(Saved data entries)
* * * *
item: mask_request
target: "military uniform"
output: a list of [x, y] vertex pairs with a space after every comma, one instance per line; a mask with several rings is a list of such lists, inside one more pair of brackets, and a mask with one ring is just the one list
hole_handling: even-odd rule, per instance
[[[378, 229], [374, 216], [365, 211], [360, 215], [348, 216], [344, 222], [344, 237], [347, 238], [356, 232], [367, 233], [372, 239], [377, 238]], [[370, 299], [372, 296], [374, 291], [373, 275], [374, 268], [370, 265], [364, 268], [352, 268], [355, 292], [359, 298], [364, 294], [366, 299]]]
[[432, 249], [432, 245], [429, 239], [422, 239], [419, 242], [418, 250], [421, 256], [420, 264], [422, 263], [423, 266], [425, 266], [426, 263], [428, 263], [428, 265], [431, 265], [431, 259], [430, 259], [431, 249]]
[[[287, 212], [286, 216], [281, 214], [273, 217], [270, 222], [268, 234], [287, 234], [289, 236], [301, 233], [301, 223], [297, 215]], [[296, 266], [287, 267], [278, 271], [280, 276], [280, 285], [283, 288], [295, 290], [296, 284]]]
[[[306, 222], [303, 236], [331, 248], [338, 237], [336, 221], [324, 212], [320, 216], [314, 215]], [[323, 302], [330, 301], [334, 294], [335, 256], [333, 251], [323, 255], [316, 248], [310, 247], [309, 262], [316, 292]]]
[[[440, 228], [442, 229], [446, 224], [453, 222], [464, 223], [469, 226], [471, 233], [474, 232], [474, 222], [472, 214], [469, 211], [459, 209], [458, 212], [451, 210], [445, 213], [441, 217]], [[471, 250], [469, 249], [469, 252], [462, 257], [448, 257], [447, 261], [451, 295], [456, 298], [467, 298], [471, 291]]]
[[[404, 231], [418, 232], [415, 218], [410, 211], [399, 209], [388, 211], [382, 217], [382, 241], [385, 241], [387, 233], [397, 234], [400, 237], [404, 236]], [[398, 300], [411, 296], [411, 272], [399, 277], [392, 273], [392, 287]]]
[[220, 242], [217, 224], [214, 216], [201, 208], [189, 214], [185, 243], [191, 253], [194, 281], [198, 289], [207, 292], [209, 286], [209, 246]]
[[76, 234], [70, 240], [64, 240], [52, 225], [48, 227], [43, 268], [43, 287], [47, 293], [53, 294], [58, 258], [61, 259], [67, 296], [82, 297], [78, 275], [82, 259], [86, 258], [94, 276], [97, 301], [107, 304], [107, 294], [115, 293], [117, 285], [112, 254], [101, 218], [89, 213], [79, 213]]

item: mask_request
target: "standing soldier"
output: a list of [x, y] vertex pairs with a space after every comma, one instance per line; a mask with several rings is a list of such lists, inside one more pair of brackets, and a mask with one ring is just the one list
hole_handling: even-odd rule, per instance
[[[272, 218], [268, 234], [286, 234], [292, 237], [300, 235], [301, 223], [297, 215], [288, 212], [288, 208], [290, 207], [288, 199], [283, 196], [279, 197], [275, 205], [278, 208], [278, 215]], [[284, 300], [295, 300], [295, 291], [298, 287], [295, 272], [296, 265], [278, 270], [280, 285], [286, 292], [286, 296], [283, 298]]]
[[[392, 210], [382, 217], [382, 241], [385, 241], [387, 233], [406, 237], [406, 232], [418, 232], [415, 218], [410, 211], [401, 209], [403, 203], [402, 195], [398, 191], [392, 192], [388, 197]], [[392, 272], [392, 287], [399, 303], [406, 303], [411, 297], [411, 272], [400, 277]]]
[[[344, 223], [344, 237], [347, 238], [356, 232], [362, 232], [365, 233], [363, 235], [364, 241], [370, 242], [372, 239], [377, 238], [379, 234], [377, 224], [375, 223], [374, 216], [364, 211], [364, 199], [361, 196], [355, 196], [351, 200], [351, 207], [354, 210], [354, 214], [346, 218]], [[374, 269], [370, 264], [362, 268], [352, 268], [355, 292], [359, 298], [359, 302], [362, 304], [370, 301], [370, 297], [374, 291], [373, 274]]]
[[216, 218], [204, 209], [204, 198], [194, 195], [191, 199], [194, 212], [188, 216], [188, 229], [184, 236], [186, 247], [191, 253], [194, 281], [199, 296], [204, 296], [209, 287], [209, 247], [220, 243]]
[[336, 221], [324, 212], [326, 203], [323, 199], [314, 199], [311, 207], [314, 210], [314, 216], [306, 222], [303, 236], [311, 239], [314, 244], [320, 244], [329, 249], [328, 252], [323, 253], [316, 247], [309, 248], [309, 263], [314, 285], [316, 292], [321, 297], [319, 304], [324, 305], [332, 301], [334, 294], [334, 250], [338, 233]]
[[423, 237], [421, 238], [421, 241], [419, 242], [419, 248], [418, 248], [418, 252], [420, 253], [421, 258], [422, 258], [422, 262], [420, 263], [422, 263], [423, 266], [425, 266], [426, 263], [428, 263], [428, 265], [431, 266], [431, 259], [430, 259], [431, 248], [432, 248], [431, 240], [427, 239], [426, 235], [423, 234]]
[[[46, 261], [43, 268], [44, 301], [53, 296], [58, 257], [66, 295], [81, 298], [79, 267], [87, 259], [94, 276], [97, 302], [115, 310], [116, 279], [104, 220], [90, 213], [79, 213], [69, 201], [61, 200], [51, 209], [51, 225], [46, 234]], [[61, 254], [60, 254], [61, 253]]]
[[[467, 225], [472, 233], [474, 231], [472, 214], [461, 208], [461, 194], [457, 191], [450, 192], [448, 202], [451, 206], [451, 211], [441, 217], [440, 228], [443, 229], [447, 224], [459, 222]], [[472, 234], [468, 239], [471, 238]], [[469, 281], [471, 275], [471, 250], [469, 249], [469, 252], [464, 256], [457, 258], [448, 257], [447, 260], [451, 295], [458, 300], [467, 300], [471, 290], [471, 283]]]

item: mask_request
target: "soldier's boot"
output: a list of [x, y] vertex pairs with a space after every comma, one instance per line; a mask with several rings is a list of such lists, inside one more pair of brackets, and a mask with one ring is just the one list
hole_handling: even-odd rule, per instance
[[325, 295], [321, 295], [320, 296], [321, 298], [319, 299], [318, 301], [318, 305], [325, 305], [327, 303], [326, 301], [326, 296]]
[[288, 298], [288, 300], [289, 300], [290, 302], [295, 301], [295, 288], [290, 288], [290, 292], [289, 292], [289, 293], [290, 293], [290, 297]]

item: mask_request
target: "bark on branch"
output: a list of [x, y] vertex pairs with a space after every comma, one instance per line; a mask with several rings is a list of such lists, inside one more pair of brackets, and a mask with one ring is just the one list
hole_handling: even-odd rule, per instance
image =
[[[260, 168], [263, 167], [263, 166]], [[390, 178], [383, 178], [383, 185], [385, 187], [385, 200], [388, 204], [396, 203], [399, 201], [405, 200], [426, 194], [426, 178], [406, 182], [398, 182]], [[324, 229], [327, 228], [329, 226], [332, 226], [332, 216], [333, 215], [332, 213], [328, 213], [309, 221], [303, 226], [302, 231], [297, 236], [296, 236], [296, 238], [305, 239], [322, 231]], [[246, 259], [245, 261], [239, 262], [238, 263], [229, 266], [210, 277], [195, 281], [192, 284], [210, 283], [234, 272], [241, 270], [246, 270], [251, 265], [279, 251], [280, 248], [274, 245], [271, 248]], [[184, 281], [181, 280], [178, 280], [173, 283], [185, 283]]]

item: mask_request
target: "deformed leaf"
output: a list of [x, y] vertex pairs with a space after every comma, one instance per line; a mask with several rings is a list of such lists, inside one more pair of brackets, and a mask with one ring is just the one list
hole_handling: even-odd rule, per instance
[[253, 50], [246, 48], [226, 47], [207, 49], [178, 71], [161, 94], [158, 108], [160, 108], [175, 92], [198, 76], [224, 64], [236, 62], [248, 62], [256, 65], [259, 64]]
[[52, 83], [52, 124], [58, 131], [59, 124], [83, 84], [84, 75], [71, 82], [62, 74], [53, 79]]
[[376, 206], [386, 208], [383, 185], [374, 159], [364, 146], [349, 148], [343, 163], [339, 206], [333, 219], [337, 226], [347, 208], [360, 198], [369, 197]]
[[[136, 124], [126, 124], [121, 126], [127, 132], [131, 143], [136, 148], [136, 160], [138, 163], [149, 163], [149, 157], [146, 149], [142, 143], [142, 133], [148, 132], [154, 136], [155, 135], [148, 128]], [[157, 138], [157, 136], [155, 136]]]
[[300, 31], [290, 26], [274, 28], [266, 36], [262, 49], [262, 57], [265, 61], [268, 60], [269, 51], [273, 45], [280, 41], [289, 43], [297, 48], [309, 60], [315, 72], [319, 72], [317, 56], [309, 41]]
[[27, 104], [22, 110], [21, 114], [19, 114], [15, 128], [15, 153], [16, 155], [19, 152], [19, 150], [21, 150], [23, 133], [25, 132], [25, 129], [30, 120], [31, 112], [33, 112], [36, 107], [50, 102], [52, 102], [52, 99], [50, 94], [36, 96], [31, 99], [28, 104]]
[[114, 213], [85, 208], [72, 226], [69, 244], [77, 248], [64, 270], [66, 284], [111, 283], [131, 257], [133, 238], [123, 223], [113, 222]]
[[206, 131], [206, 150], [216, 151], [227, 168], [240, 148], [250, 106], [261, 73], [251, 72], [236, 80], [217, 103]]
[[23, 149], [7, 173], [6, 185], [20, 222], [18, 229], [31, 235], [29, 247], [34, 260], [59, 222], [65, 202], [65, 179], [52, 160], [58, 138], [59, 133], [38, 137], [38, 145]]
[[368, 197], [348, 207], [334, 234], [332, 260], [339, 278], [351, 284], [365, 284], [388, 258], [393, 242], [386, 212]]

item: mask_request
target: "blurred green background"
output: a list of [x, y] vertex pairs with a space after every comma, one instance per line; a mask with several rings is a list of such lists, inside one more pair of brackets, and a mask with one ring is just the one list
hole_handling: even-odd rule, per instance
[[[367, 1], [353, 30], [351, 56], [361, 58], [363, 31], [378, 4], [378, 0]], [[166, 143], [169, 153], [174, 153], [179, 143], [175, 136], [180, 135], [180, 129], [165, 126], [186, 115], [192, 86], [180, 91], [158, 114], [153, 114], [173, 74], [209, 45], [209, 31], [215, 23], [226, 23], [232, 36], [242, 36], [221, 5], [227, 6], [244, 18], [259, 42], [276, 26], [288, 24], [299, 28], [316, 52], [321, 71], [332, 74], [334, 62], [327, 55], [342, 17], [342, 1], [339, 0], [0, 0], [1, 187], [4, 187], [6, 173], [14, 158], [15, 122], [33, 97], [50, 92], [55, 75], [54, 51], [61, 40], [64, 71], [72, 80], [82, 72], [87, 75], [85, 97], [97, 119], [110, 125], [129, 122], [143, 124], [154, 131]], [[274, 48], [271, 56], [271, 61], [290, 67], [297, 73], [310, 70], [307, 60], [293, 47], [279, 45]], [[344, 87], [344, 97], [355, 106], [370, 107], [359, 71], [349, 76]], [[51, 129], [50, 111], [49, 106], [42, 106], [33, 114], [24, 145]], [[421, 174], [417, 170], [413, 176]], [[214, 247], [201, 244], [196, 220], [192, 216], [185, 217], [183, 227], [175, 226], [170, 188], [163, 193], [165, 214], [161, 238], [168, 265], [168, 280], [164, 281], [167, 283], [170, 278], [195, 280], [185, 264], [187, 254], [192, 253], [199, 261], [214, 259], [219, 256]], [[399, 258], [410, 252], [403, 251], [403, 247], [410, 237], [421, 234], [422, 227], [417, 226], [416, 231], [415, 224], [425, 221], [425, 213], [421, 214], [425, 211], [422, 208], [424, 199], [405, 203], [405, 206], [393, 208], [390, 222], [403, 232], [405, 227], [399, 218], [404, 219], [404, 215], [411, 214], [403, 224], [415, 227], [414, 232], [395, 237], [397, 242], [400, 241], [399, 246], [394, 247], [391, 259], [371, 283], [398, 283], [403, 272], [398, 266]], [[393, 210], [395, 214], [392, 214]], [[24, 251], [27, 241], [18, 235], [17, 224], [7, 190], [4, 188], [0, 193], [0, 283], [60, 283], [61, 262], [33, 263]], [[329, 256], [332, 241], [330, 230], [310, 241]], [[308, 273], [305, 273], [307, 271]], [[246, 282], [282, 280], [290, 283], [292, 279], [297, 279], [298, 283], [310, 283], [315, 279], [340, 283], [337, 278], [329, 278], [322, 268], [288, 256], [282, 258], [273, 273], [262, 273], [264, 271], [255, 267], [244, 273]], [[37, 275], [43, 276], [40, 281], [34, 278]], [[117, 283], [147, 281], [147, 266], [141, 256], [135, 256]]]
* * * *
Copy out the lines above word for word, from the very first line through the line holding "298], [471, 291]]]", with both ends included.

item: mask_request
target: "military uniform"
output: a list of [x, y] vertex pairs with a space after every comma, one instance per line; a mask with several rings is a list of such lists, inside one more pair of brackets, and a mask with one ring is just the one list
hole_handling: even-odd rule, per instance
[[[378, 229], [374, 216], [365, 211], [360, 215], [348, 216], [344, 222], [344, 237], [347, 238], [356, 232], [367, 233], [372, 239], [377, 238]], [[370, 299], [372, 296], [374, 291], [373, 275], [374, 268], [370, 265], [364, 268], [352, 268], [355, 292], [359, 298], [364, 294], [366, 299]]]
[[432, 249], [432, 245], [429, 239], [422, 239], [419, 242], [418, 250], [421, 256], [420, 264], [422, 263], [423, 266], [425, 266], [426, 263], [428, 263], [428, 265], [431, 265], [431, 259], [430, 259], [431, 249]]
[[[287, 212], [286, 216], [281, 214], [273, 217], [270, 222], [268, 234], [287, 234], [289, 236], [301, 233], [301, 223], [297, 215]], [[296, 266], [287, 267], [278, 271], [280, 276], [280, 285], [283, 288], [295, 290], [296, 284]]]
[[[306, 222], [303, 236], [331, 248], [338, 237], [336, 221], [324, 212], [320, 216], [314, 215]], [[323, 302], [330, 301], [334, 294], [335, 256], [333, 251], [323, 255], [316, 248], [310, 247], [309, 262], [316, 292]]]
[[[440, 228], [442, 229], [446, 224], [453, 222], [464, 223], [469, 226], [471, 233], [474, 232], [474, 222], [472, 214], [469, 211], [459, 209], [458, 212], [451, 210], [445, 213], [441, 217]], [[471, 250], [469, 249], [469, 252], [462, 257], [448, 257], [447, 261], [451, 295], [456, 298], [467, 298], [471, 291]]]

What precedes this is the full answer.